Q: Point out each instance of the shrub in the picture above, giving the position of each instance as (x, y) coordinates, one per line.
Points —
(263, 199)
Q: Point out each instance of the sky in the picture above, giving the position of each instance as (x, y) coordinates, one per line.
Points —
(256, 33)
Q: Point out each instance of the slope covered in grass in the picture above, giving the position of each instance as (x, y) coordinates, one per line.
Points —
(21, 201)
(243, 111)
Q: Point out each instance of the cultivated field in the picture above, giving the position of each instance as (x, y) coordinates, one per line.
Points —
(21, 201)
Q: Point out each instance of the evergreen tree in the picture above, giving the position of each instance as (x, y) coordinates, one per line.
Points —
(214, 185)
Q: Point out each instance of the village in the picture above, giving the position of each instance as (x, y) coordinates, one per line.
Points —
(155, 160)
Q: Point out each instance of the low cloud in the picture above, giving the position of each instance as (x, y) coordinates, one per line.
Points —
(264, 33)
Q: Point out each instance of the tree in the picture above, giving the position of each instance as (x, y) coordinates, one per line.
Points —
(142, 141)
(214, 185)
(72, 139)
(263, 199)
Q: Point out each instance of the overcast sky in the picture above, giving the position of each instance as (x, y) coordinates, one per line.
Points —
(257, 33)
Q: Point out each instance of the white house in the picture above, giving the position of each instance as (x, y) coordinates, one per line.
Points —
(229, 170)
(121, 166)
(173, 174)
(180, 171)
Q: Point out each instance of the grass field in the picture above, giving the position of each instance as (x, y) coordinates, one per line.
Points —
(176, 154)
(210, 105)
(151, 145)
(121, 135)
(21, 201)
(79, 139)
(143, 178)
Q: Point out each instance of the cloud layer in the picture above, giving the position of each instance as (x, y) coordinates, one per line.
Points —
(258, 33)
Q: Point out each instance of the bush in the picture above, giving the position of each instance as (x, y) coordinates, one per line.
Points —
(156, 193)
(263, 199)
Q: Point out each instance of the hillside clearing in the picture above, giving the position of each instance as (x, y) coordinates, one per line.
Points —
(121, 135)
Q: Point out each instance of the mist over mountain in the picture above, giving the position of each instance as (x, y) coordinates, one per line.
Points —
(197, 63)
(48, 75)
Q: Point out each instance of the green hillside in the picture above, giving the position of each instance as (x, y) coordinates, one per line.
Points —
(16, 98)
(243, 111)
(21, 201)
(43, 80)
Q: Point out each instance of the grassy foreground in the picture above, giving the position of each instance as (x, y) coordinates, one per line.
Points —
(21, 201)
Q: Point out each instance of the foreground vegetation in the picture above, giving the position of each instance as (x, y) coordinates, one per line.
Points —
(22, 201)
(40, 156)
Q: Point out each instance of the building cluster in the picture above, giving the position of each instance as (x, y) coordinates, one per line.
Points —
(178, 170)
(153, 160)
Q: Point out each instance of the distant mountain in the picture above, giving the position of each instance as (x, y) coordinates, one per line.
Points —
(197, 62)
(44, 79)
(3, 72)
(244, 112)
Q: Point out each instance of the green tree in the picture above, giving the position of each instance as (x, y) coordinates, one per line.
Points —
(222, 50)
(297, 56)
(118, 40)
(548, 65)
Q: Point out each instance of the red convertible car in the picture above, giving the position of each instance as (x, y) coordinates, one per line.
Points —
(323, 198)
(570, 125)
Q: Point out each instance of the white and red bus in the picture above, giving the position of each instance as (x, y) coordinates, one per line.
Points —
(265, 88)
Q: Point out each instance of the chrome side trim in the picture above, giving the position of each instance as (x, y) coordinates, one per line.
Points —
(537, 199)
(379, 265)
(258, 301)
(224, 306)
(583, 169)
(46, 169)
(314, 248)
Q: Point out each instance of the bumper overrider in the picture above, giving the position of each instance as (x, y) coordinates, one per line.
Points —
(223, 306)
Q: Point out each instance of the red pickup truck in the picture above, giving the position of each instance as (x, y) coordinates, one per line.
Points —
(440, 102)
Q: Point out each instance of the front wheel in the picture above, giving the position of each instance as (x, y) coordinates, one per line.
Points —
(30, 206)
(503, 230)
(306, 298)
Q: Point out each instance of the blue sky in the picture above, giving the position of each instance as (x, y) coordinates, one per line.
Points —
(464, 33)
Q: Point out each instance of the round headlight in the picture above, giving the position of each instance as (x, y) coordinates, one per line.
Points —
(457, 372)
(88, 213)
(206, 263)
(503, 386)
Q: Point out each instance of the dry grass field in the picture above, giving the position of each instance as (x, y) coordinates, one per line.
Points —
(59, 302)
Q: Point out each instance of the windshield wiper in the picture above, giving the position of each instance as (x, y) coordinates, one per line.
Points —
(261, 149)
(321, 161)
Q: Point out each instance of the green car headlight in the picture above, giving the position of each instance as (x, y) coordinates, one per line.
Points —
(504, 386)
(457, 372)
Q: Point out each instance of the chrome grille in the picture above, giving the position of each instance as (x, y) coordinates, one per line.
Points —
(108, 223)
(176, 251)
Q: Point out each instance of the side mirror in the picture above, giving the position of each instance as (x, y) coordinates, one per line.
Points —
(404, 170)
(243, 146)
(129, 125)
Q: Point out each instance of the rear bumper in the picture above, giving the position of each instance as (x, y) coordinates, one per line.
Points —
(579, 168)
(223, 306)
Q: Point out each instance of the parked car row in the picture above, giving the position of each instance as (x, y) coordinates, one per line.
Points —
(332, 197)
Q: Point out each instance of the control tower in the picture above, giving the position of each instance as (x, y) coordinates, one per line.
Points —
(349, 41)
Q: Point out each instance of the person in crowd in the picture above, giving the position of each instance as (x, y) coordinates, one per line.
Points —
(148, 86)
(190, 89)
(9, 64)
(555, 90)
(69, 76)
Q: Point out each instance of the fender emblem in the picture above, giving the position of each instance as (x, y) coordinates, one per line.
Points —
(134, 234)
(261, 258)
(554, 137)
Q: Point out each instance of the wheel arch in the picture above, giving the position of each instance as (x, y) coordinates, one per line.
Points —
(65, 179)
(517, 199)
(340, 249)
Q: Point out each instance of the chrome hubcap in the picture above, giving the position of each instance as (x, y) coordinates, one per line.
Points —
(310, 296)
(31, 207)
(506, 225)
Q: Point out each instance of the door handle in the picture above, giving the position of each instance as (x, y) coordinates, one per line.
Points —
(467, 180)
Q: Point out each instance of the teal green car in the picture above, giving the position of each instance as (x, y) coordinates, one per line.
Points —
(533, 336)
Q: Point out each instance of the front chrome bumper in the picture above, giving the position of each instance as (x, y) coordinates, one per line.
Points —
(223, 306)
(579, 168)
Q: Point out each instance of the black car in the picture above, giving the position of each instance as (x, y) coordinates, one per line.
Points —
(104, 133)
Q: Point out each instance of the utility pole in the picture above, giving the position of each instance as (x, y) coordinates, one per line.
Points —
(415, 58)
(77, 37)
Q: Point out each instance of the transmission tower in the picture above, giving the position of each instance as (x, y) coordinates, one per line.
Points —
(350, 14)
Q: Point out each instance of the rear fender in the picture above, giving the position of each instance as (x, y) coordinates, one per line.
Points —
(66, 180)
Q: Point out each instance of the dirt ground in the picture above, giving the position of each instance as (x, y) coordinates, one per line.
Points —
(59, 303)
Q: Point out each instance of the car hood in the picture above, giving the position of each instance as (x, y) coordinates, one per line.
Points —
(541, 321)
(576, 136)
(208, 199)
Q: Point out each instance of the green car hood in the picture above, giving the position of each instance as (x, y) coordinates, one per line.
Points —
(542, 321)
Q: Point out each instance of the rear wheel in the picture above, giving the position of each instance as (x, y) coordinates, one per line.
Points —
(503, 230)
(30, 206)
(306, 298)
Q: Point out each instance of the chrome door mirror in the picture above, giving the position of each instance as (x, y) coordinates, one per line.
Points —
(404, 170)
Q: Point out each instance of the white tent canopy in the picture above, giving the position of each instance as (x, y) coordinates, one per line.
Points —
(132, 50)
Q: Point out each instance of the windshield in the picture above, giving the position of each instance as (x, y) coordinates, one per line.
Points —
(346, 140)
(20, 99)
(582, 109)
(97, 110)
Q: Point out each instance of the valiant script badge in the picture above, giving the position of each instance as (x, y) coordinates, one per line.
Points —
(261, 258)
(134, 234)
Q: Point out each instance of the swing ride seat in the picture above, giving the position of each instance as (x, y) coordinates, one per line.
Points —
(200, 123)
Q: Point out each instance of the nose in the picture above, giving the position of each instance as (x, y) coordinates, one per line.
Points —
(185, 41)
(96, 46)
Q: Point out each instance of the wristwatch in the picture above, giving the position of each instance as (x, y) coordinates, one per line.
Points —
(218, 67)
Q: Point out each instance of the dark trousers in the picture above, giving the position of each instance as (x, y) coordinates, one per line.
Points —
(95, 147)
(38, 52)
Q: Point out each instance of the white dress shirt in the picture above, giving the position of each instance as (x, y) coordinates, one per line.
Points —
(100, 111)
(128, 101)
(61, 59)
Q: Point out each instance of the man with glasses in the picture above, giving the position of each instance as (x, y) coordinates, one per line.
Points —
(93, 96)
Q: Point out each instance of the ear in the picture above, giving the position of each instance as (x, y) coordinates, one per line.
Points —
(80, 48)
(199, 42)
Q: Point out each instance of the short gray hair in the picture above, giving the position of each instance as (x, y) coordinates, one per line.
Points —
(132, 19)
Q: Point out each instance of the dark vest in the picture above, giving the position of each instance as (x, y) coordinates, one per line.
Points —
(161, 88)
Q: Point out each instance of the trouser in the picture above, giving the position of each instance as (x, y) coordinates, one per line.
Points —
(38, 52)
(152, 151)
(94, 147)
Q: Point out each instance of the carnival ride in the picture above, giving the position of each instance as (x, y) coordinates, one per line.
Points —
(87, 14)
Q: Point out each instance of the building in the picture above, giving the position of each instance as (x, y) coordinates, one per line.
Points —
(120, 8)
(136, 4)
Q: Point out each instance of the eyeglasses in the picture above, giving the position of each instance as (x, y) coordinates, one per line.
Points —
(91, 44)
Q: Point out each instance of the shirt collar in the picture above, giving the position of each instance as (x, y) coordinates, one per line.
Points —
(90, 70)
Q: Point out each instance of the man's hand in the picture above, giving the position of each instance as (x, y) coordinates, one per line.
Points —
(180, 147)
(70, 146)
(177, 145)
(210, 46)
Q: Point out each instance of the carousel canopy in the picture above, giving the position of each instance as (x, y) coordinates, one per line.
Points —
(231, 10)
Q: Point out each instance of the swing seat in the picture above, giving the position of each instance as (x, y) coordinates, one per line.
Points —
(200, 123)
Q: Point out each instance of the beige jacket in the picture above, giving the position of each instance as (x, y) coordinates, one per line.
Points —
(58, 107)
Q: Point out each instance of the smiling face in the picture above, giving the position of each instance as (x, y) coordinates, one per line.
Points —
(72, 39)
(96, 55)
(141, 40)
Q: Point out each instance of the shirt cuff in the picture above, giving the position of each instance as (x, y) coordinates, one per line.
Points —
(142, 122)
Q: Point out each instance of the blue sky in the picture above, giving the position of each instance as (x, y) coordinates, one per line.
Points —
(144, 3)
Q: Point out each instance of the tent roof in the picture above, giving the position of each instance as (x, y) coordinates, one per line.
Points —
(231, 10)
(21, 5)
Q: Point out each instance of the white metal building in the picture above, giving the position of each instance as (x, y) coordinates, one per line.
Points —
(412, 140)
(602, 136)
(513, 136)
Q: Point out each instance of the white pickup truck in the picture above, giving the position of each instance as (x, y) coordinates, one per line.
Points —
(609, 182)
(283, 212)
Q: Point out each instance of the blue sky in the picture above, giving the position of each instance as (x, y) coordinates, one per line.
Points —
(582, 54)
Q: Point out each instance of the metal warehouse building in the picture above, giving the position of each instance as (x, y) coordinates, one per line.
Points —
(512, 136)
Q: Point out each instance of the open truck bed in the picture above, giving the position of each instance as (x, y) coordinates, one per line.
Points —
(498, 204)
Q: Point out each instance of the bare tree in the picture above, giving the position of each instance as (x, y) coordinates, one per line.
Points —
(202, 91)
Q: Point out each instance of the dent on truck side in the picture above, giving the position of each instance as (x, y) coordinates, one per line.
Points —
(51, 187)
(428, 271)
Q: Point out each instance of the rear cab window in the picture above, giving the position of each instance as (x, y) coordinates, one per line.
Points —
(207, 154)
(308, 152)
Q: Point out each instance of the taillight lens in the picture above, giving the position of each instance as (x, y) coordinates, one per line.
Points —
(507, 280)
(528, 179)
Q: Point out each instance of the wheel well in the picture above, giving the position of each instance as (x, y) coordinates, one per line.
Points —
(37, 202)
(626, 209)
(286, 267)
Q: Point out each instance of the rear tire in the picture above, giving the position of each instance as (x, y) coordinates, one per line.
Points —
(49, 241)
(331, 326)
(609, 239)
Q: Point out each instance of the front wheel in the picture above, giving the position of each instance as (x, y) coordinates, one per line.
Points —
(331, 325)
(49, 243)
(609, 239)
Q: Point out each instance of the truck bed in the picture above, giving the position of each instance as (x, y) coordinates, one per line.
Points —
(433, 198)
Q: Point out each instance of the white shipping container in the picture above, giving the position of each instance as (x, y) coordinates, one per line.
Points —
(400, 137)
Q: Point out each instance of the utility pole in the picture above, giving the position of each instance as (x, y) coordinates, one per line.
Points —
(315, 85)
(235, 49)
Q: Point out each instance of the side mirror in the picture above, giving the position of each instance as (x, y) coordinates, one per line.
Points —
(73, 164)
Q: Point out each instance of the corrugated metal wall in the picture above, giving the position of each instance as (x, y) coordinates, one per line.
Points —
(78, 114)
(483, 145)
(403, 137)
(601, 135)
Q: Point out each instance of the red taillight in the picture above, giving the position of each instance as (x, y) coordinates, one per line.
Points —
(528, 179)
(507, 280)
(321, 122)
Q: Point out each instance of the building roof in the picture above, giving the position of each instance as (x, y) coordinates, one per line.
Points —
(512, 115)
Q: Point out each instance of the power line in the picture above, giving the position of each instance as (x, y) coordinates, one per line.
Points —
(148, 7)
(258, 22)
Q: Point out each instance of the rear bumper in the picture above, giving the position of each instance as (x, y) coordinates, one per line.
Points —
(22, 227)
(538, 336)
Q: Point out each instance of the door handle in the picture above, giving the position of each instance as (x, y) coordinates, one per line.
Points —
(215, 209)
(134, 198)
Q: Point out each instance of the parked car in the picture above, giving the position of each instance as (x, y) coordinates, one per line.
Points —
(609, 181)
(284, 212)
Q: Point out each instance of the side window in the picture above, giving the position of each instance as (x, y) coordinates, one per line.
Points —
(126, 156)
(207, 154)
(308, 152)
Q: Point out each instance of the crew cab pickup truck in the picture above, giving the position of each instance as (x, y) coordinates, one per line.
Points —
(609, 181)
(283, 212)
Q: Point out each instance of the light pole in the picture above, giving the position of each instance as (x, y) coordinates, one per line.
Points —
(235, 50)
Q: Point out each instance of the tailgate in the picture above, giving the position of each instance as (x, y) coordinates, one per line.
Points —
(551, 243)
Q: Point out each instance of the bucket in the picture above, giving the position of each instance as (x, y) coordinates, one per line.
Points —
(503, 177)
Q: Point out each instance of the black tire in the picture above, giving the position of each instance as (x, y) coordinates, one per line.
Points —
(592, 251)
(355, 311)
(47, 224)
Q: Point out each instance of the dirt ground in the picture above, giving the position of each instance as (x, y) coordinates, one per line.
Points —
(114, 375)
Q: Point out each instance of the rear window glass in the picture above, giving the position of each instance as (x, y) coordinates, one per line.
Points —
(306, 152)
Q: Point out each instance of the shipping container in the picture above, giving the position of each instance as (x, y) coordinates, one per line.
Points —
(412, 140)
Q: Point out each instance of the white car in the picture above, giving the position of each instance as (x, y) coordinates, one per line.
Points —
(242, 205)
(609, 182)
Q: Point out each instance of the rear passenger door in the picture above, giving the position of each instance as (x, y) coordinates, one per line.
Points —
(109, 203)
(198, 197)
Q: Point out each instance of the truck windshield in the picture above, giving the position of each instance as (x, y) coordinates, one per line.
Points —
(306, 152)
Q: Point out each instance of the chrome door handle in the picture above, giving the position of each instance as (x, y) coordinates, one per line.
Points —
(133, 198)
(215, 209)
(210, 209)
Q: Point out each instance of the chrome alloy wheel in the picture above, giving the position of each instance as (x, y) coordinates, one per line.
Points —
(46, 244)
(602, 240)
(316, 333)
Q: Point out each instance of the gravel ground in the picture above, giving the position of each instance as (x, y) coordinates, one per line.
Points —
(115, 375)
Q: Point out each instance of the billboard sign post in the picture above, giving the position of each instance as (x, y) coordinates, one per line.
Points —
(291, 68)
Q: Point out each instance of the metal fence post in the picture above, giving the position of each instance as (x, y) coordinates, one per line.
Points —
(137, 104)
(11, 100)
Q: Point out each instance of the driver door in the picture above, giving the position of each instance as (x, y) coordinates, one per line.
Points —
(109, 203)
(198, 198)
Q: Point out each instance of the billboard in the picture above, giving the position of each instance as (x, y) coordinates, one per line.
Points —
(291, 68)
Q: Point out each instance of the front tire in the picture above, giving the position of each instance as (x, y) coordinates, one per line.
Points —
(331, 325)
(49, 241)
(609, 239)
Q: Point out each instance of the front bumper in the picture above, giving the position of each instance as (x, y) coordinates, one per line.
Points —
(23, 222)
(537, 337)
|---|
* _Problem description_
Only the lines from the one with "Q: Point out each instance of the chrome alloy" through the final line above belong in the answer, each reproduced word for word.

* _Exercise response_
Q: Point out each instance of the chrome alloy wheel in the picture above, giving the position of each instance as (x, y) coordinates, one per line.
Points —
(46, 244)
(602, 240)
(316, 333)
Q: Point out each instance of the gravel ground in the picture above, giving the position of each instance as (x, y) coordinates, one per line.
Points —
(115, 375)
Q: Point out each instance of the billboard sign post in the picture above, giving the position of each instance as (x, y) coordinates, one per line.
Points —
(291, 68)
Q: Point out each instance of the metal fence post in the picture above, giving the position of each instance as (x, y) coordinates, one per line.
Points —
(137, 104)
(11, 100)
Q: Point out each instance of the driver door in the picture above, giving the position of each instance as (x, y) coordinates, one per line.
Points —
(109, 203)
(198, 198)
Q: Point out each instance of the billboard in the picture above, giving the position of each instance as (x, y) coordinates, one per line.
Points —
(291, 68)
Q: Point out each instance of the front tire in the picture above, giving the position of each instance as (x, y) coordinates, one per line.
Points —
(331, 325)
(49, 241)
(609, 239)
Q: Point out each instance of the front bumper in the picture above, giving the position of each instance as (x, y) coordinates, one per line.
Points —
(23, 222)
(537, 337)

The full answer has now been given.